| Study questions |
(a) Rewrite the stretch from "Recent studies on" through "energy-storage fracturing design." in the passage on energy-storage fracturing, switching "numerical simulation" to "reservoir modeling".
(b) Pick up the passage on energy-storage fracturing after its last sentence and carry it forward.

| Excerpt to read |
^^^^^^^^^^^^^^^^
Potential negative effects should also be considered during field implementation. Excessive injection rate or excessive energy-storage volume may increase the risk of uncontrolled fracture reorientation, excessive fracture-height growth, proppant migration or embedment, and leakage into neighboring layers. Consequently, although full-well synchronous energization is optimal for pressure recovery in the simulated cases, field application should combine pressure monitoring, fracture-height control, and stepwise injection optimization to avoid over-pressurization.
Recent studies on real-time monitoring systems in oil-processing equipment also emphasize that dense field measurements can improve diagnosis and model verification [
27]. This further supports the need to combine numerical simulation with field pressure monitoring and production-dynamic feedback in future energy-storage fracturing design.
^^^^^^^^^^^^^^^^
| Data excerpt |
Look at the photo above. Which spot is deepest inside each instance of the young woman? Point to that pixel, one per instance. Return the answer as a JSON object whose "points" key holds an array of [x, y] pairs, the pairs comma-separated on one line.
^^^^^^^^^^^^^^^^
| Answers for each item |
(a)
Recent studies on real-time monitoring systems in oil-processing equipment also emphasize that dense field measurements can improve diagnosis and model verification [
27]. This further supports the need to combine reservoir modeling with field pressure monitoring and production-dynamic feedback in future energy-storage fracturing design.

(b)
Regarding the impact of energy-storage volume on pore pressure–stress field evolution, the substantial injection of energization medium into the reservoir effectively replenishes the formation-energy deficit caused by prolonged production. Compared with lower energy-storage volumes, higher volumes enhance imbibition of fracturing fluid into matrix pores. This phenomenon arises from the dual pressure-bearing mechanism of reservoirs, in which stress is shared by the rock matrix and pore fluids. As the injected volume increases, the effective stress borne by the rock matrix decreases, whereas pore-fluid pressure rises, expanding the influenced domains of pore pressure–stress fields from localized near-well areas to the entire well network. The sensitivity comparison shows that energy-storage volume produces a stronger full-range increase in the horizontal principal stresses than injection rate, indicating that volume design is particularly important for stress-field adjustment and sustained energy replenishment. Nevertheless, excessive energy-storage volumes may increase flowback water cut and operating costs.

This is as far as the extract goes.